▶ _Prompt_
Which Colombian towns and cities does the article on corralejas below name? List every one.

___ Passage for review

In Rural Colombia, At The Gory Intersection Of Social Media And Bullfighting

Images are spreading of extreme cruelty to animals at the corralejas, a version of bullfighting in remote areas of Colombia. Social media can be both enemy and friend for animal rights activists.

Corraleja in Sincelejo, Colombia.
Corraleja in Sincelejo, Colombia.
Angélica María Cuevas


BOGOTA — How can something be disgusting, unacceptable and damnable to some people, and natural if not entertaining to others?

If the digital revolution has given us one thing, it is the ability to see certain realities we could not before. We are now able to witness the daily routine of astronauts in the International Space Station, but also questionable rituals such as female circumcision, still practiced among some ethnic groups of the African and American continents.

And now, closer to home here in Colombia, the corralejas bullfighting festivals in the northern part of the country, which lead to scenes that many of us would consider atrocious.

First there was the bull at the Turbaco corraleja, in the Bolívar department, a couple of days ago: After being stabbed between in the neck, the animal was stoned and beaten to death by a group of men. Then there was the video of the horse gored in Buenavista, then dismembered alive by a male mob. The horse was then cut into pieces, and likely barbecued later on.

In neither of those "incidents" do we see any trace of indignation among witnesses. The men who jumped on the bull and those who cut the horse considered this a natural thing, as did their cheering audience.

So, why is one person's chilling spectacle another's festive moment?

For Aura Angélica Hernández, a social and cultural anthropologist teaching at the University of Antioquia, there are cultural contexts for the corralejas rooted in the communities that celebrate them — though they may seem incomprehensible to people in cities. "The bullfighting game that began in colonial times has been kept alive in isolated rural regions, with some changes, and is now a massive commercial spectacle that attracts all social classes. The poor pay a few pesos and enter the arena, at the risk of facing the animal, and the rich watch from the stands, throwing down sweets and even money," she says.

______
___ Dataset excerpts

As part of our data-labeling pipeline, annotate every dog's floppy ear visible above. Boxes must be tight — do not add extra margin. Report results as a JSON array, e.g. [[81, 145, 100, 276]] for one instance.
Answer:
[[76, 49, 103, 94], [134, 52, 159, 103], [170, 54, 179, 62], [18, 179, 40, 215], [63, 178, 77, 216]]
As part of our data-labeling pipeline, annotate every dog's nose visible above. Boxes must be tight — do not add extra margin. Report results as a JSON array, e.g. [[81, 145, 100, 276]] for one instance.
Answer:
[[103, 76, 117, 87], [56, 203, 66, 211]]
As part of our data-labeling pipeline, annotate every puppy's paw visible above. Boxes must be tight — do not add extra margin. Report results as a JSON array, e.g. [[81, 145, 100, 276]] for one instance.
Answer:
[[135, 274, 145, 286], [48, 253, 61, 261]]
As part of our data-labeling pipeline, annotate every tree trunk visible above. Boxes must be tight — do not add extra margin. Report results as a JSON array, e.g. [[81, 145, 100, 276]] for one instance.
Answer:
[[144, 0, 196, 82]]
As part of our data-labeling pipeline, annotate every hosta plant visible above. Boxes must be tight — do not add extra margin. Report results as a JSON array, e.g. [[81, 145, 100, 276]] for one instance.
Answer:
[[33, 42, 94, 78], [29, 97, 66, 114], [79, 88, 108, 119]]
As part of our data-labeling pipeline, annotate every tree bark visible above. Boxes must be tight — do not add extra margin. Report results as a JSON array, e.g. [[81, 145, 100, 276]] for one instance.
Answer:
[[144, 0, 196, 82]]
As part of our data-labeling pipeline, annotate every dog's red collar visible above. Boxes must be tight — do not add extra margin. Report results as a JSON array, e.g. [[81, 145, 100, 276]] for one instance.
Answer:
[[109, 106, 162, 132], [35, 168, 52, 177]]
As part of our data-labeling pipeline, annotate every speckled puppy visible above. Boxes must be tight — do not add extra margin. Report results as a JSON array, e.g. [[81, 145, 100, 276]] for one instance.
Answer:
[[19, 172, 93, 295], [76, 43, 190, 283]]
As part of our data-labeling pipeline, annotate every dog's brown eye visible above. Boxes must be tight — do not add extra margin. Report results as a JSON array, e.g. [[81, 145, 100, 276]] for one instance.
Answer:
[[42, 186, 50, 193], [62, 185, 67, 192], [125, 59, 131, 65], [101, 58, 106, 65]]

______

▶ _Answer below_
Sincelejo, Bogota, Turbaco, Buenavista